Extracted data
*****
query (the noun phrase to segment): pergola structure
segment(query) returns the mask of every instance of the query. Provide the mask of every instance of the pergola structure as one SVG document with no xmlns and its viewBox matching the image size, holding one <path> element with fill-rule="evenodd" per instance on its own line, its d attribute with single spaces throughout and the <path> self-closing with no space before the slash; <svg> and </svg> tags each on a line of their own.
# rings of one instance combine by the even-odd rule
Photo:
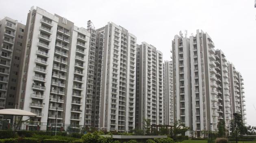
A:
<svg viewBox="0 0 256 143">
<path fill-rule="evenodd" d="M 156 127 L 156 130 L 158 130 L 158 127 L 165 127 L 167 129 L 167 133 L 169 134 L 168 128 L 168 127 L 171 127 L 171 130 L 172 130 L 172 128 L 174 127 L 173 126 L 171 125 L 154 125 L 153 124 L 151 125 L 151 134 L 153 133 L 153 128 Z"/>
<path fill-rule="evenodd" d="M 22 121 L 22 117 L 23 116 L 30 116 L 30 117 L 36 117 L 38 115 L 35 114 L 33 113 L 31 113 L 30 111 L 21 110 L 20 109 L 0 109 L 0 115 L 12 115 L 14 116 L 21 117 L 21 118 L 19 120 L 18 124 L 17 125 L 13 125 L 13 132 L 15 132 L 17 129 L 17 128 L 20 125 L 20 124 L 22 122 L 26 121 L 29 120 L 28 119 L 27 120 Z"/>
</svg>

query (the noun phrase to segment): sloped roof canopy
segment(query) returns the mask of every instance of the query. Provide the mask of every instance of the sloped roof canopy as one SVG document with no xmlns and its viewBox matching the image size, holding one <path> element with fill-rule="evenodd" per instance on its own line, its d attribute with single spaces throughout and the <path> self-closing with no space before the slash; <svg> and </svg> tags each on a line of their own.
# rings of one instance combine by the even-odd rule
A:
<svg viewBox="0 0 256 143">
<path fill-rule="evenodd" d="M 0 109 L 0 115 L 10 115 L 26 116 L 38 116 L 27 111 L 16 109 Z"/>
</svg>

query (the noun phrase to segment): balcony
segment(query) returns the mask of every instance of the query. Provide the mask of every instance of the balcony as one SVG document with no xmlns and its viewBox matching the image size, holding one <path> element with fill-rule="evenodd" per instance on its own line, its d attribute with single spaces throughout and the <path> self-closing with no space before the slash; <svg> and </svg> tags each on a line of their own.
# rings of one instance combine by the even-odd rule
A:
<svg viewBox="0 0 256 143">
<path fill-rule="evenodd" d="M 78 90 L 84 90 L 84 87 L 81 86 L 78 86 L 74 85 L 73 86 L 73 88 L 74 89 Z"/>
<path fill-rule="evenodd" d="M 71 103 L 72 104 L 81 105 L 82 105 L 83 103 L 82 102 L 81 102 L 79 101 L 73 100 L 73 101 L 72 101 L 71 102 Z"/>
<path fill-rule="evenodd" d="M 53 26 L 53 24 L 52 24 L 52 22 L 49 20 L 45 18 L 43 18 L 41 19 L 40 20 L 40 22 L 42 23 L 42 24 L 47 25 L 48 26 L 49 26 L 50 27 L 52 27 Z"/>
<path fill-rule="evenodd" d="M 85 51 L 85 50 L 80 50 L 79 48 L 76 48 L 76 52 L 80 54 L 82 54 L 84 55 L 86 55 Z"/>
<path fill-rule="evenodd" d="M 78 35 L 77 36 L 77 40 L 85 42 L 87 42 L 87 41 L 86 40 L 86 39 L 85 38 L 85 36 L 83 36 L 79 35 Z"/>
<path fill-rule="evenodd" d="M 44 105 L 40 103 L 29 103 L 29 106 L 30 107 L 38 108 L 43 108 Z"/>
<path fill-rule="evenodd" d="M 83 98 L 84 97 L 84 95 L 79 94 L 73 94 L 72 95 L 72 96 L 75 97 Z"/>
<path fill-rule="evenodd" d="M 38 35 L 38 38 L 41 40 L 46 42 L 51 42 L 51 41 L 52 41 L 52 38 L 51 38 L 50 36 L 48 36 L 46 35 L 42 34 L 39 34 Z"/>
<path fill-rule="evenodd" d="M 70 120 L 74 120 L 74 121 L 80 121 L 81 120 L 80 119 L 80 118 L 79 117 L 71 116 Z"/>
<path fill-rule="evenodd" d="M 71 112 L 74 113 L 82 113 L 82 111 L 81 109 L 79 109 L 71 108 Z"/>
<path fill-rule="evenodd" d="M 85 81 L 84 80 L 82 80 L 82 78 L 74 78 L 73 81 L 75 82 L 76 82 L 82 83 L 82 84 L 84 82 L 85 82 Z"/>
<path fill-rule="evenodd" d="M 45 96 L 41 95 L 37 95 L 35 94 L 31 94 L 30 97 L 39 99 L 44 99 L 45 98 Z"/>
<path fill-rule="evenodd" d="M 37 46 L 47 50 L 49 50 L 50 49 L 50 46 L 49 45 L 40 42 L 37 43 Z"/>
<path fill-rule="evenodd" d="M 76 46 L 82 48 L 86 48 L 86 47 L 85 46 L 85 44 L 82 42 L 78 42 L 76 43 Z"/>
<path fill-rule="evenodd" d="M 13 32 L 9 32 L 7 31 L 5 31 L 5 32 L 4 33 L 4 34 L 7 36 L 11 37 L 12 38 L 15 38 L 15 33 Z"/>
<path fill-rule="evenodd" d="M 65 43 L 66 44 L 69 44 L 69 40 L 67 38 L 63 38 L 63 42 Z"/>
<path fill-rule="evenodd" d="M 16 30 L 16 26 L 14 24 L 9 24 L 9 23 L 7 23 L 7 24 L 5 25 L 6 27 L 8 27 L 9 28 L 11 28 L 13 30 Z"/>
<path fill-rule="evenodd" d="M 3 40 L 4 42 L 9 44 L 13 45 L 14 44 L 14 40 L 13 40 L 13 39 L 5 38 L 3 38 Z"/>
<path fill-rule="evenodd" d="M 211 68 L 210 69 L 210 72 L 213 74 L 217 74 L 217 71 L 213 68 Z"/>
<path fill-rule="evenodd" d="M 48 62 L 44 60 L 42 60 L 39 59 L 35 59 L 35 62 L 39 64 L 40 64 L 43 65 L 48 66 Z"/>
<path fill-rule="evenodd" d="M 85 69 L 85 66 L 84 66 L 83 64 L 78 63 L 75 63 L 75 67 L 81 68 L 83 69 Z"/>
<path fill-rule="evenodd" d="M 45 91 L 46 89 L 46 86 L 35 84 L 32 84 L 32 88 L 43 91 Z"/>
<path fill-rule="evenodd" d="M 40 82 L 46 82 L 46 78 L 43 77 L 39 77 L 37 76 L 33 76 L 33 80 L 39 81 Z"/>
<path fill-rule="evenodd" d="M 37 55 L 39 55 L 46 58 L 48 58 L 50 57 L 50 54 L 48 53 L 39 50 L 37 50 L 36 52 L 36 54 Z"/>
<path fill-rule="evenodd" d="M 47 34 L 52 34 L 52 31 L 50 28 L 43 26 L 39 27 L 39 30 L 41 32 Z"/>
<path fill-rule="evenodd" d="M 62 115 L 58 115 L 57 117 L 56 117 L 56 115 L 49 114 L 48 115 L 48 118 L 54 119 L 56 119 L 56 118 L 57 118 L 57 119 L 61 120 L 62 119 L 63 117 Z M 54 125 L 54 124 L 53 125 Z"/>
<path fill-rule="evenodd" d="M 82 57 L 78 55 L 76 55 L 75 59 L 76 60 L 78 61 L 81 61 L 82 62 L 85 62 L 85 58 L 83 57 Z"/>
<path fill-rule="evenodd" d="M 77 70 L 75 70 L 74 72 L 74 74 L 77 74 L 79 76 L 85 76 L 85 73 L 82 72 L 78 71 Z"/>
</svg>

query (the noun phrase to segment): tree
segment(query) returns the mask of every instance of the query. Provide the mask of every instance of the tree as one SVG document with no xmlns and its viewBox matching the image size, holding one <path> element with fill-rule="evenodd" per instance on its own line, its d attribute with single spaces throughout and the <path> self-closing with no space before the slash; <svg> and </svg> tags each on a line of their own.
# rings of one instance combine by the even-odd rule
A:
<svg viewBox="0 0 256 143">
<path fill-rule="evenodd" d="M 235 135 L 235 122 L 236 123 L 236 130 L 238 135 L 244 135 L 247 134 L 247 127 L 246 127 L 243 122 L 242 115 L 240 114 L 236 114 L 235 117 L 236 122 L 234 120 L 232 120 L 230 121 L 230 130 L 232 131 L 232 135 L 233 137 Z"/>
<path fill-rule="evenodd" d="M 226 126 L 223 120 L 221 119 L 218 122 L 218 136 L 224 137 L 225 136 Z"/>
<path fill-rule="evenodd" d="M 248 135 L 256 135 L 256 126 L 248 126 L 247 132 Z"/>
<path fill-rule="evenodd" d="M 180 120 L 175 121 L 174 123 L 174 126 L 171 133 L 171 136 L 174 139 L 176 139 L 176 136 L 181 134 L 184 135 L 186 132 L 189 130 L 189 127 L 186 126 L 185 124 L 180 122 Z"/>
<path fill-rule="evenodd" d="M 145 134 L 146 135 L 150 135 L 151 120 L 150 119 L 144 119 L 143 121 L 143 126 L 145 129 Z"/>
</svg>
*****
* _TASK TO CARRY OUT_
Arrange the data from the line with "query (the noun phrase to segment): balcony" up to and including the line with "44 105 L 40" as a two-column CSV headed input and output. Put the text to be answered under input and its reply under output, with each value in one quoted field and its line breaks changed to spaces.

* _RESULT OF THE TASK_
input,output
"query (the noun phrase to segment): balcony segment(query) returns the mask of every instance of the query. Provide the mask of every instance of the balcony as one SVG document with no xmlns and its viewBox matching the image size, holding one <path> element with fill-rule=""evenodd"" per instance on its own line, its d attribute with single spaces throughout and the <path> self-closing with no space before the slash; <svg> and </svg> tags each on a line of their own. # rings of one instance combine by the even-odd rule A:","<svg viewBox=""0 0 256 143""> <path fill-rule=""evenodd"" d=""M 78 90 L 84 90 L 84 87 L 81 86 L 78 86 L 74 85 L 73 86 L 73 88 L 74 89 Z""/> <path fill-rule=""evenodd"" d=""M 71 103 L 72 104 L 81 105 L 82 105 L 83 103 L 82 102 L 81 102 L 79 101 L 73 100 L 73 101 L 72 101 L 71 102 Z""/> <path fill-rule=""evenodd"" d=""M 53 26 L 53 24 L 52 24 L 52 22 L 49 20 L 45 18 L 43 18 L 41 19 L 40 20 L 40 22 L 42 23 L 42 24 L 47 25 L 48 26 L 49 26 L 50 27 L 52 27 Z""/> <path fill-rule=""evenodd"" d=""M 85 51 L 85 50 L 80 50 L 79 48 L 76 48 L 76 52 L 80 54 L 82 54 L 84 55 L 86 55 Z""/> <path fill-rule=""evenodd"" d=""M 78 35 L 77 36 L 77 40 L 85 42 L 87 42 L 87 41 L 86 40 L 86 39 L 85 38 L 85 36 L 83 36 L 79 35 Z""/> <path fill-rule=""evenodd"" d=""M 44 105 L 40 103 L 29 103 L 29 106 L 30 107 L 38 108 L 43 108 Z""/>"